→ Aim of the exercise
Could you set down exactly the lines in the records below between the line holding "Query: navy baseball cap" and the line holding "Indicate the pile", inclusive?

→ Recorded information
= = = = = = =

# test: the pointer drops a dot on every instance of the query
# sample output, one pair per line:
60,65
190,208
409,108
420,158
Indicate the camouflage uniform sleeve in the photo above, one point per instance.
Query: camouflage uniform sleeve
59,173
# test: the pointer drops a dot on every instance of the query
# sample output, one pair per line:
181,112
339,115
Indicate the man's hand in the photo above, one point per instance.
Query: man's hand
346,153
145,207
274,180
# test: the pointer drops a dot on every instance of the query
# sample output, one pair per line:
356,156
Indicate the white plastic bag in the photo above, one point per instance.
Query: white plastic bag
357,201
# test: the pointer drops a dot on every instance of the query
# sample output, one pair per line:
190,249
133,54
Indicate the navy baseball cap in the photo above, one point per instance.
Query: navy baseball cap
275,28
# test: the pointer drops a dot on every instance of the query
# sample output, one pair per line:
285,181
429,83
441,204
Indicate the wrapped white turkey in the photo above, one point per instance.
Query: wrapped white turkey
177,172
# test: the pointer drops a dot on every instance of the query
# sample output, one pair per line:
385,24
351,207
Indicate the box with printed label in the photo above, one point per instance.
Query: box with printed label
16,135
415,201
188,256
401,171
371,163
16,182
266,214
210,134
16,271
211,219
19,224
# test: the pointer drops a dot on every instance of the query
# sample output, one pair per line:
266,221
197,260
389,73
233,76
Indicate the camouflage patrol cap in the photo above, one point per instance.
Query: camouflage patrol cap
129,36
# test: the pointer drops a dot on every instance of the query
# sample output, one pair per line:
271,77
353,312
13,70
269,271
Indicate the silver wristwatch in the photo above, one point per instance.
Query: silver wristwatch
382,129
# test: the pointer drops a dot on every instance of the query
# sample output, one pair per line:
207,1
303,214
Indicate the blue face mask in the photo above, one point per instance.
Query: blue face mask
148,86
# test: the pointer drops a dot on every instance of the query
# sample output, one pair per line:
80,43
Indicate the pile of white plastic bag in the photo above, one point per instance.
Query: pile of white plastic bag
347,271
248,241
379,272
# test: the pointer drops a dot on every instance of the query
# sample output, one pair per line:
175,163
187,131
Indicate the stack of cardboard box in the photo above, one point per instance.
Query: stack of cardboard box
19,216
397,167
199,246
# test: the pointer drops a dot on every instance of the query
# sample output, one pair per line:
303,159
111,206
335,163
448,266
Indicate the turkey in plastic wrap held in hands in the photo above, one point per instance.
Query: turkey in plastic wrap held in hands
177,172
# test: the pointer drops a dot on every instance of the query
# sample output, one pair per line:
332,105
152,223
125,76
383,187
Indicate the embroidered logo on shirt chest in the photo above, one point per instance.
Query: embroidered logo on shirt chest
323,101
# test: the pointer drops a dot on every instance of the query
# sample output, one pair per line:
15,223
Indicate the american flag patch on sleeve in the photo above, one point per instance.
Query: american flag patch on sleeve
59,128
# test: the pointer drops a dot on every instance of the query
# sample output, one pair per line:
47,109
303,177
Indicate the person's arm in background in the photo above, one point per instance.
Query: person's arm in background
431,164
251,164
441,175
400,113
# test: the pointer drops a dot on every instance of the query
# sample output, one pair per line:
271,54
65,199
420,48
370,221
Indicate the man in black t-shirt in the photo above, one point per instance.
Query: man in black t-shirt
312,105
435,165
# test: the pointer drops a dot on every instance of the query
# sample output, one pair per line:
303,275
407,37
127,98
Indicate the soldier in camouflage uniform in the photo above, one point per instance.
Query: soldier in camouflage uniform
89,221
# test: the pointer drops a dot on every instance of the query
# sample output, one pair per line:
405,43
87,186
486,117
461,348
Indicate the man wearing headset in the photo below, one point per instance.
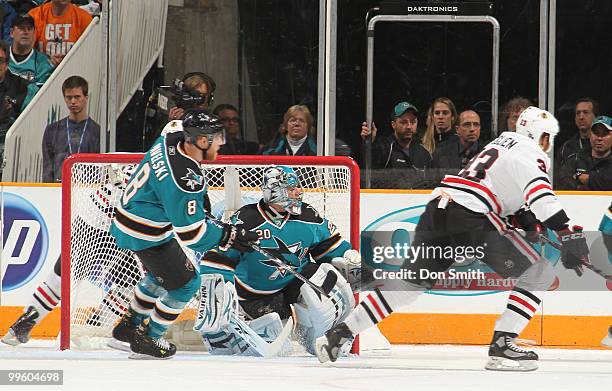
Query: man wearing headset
402,149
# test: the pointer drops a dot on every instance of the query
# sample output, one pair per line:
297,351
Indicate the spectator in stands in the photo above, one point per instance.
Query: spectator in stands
196,84
234,144
58,25
460,148
25,61
77,133
594,167
401,149
295,134
13,91
586,110
510,112
441,118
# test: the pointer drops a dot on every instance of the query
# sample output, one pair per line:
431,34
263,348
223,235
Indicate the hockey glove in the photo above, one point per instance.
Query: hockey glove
574,249
235,236
526,220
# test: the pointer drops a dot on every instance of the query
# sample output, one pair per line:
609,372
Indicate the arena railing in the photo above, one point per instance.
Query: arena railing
140,31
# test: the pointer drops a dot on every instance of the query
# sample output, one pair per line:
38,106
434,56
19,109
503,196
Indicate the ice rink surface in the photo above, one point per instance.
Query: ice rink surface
409,367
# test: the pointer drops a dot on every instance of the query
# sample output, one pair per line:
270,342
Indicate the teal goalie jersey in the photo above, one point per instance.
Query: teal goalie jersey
296,239
163,199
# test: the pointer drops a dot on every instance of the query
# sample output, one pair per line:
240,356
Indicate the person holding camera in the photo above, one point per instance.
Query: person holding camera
594,168
13,91
195,91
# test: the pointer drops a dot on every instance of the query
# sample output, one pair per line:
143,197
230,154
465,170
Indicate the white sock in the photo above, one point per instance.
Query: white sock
377,306
522,305
46,296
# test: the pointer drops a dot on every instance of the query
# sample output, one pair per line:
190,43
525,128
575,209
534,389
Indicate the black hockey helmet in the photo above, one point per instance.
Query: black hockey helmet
197,122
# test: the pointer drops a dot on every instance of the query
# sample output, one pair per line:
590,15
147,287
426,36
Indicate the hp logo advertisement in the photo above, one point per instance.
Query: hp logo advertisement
25,242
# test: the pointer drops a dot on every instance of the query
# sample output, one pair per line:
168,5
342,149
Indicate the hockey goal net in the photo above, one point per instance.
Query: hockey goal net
98,277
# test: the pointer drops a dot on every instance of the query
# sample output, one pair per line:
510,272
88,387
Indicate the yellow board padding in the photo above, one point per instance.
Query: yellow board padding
402,328
477,329
47,328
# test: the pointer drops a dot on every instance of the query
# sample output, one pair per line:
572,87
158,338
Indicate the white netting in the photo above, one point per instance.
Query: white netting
103,276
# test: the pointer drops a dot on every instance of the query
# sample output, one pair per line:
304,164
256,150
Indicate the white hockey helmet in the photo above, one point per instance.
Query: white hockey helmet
533,122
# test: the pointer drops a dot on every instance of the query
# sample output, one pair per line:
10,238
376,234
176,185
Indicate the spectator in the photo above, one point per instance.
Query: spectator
234,145
77,133
594,168
197,84
25,61
295,134
13,91
441,118
402,149
586,111
510,112
460,148
58,25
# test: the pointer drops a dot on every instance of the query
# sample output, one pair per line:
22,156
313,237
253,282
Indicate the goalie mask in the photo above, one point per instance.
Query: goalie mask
534,122
278,181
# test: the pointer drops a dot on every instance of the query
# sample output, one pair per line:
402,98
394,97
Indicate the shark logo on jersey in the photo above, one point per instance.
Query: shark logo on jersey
292,254
192,179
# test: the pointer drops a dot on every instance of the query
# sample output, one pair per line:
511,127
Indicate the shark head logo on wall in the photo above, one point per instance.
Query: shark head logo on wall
25,241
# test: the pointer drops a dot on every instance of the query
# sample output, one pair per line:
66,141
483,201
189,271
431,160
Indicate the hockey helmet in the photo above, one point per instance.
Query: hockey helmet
534,122
277,180
199,122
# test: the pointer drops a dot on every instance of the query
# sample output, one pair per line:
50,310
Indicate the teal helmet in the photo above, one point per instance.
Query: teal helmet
277,180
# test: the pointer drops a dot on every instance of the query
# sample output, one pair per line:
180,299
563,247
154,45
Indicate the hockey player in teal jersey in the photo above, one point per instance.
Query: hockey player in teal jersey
164,201
294,232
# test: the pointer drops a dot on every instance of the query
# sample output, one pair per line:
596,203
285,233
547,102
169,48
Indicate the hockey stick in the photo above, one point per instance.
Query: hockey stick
282,264
587,265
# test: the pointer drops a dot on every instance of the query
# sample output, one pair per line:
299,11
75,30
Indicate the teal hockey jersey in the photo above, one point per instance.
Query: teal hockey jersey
164,198
297,239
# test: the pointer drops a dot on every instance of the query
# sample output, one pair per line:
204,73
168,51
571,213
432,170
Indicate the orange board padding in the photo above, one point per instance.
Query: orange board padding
405,328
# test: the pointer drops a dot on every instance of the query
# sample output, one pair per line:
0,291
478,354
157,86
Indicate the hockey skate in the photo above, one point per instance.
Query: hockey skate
122,333
145,347
505,355
329,346
607,341
20,330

= = = = = = =

→ Task result
Query: navy baseball cap
275,28
# test: the pointer drops a dot on every instance of the query
# sample output, one pair per line:
285,181
429,83
441,204
Indicate the wrapped white turkey in the photo above, one point per instance.
Query: wrapped white turkey
177,172
# test: the pointer drops a dot on every instance of the query
# sample output, one pair per line:
385,24
351,207
Indicate the box with printed label in the photo above, one point per instance.
Query: box with printed label
16,135
415,201
188,256
401,171
371,163
16,182
266,214
210,134
16,271
211,219
19,224
# test: the pointer drops a dot on every instance of the query
# sample output, one pair per line:
266,221
197,260
389,73
233,76
Indicate the camouflage patrol cap in the photo above, one point per instance.
Query: camouflage patrol cap
129,36
# test: the pointer drops a dot on every instance of the query
# sample output, one pair per line:
271,77
353,312
13,70
269,271
Indicate the silver wristwatch in the photo above, one point per instance.
Query: silver wristwatch
382,129
# test: the pointer drops a dot on every instance of the query
# sample output, one pair per line:
207,1
303,214
Indicate the blue face mask in the photo above, one point per instance.
Query: blue face mask
148,86
# test: the pointer drops a dot on every instance of the query
# sample output, one pair per line:
80,43
Indicate the pile of white plastic bag in the photo above, one point per instance.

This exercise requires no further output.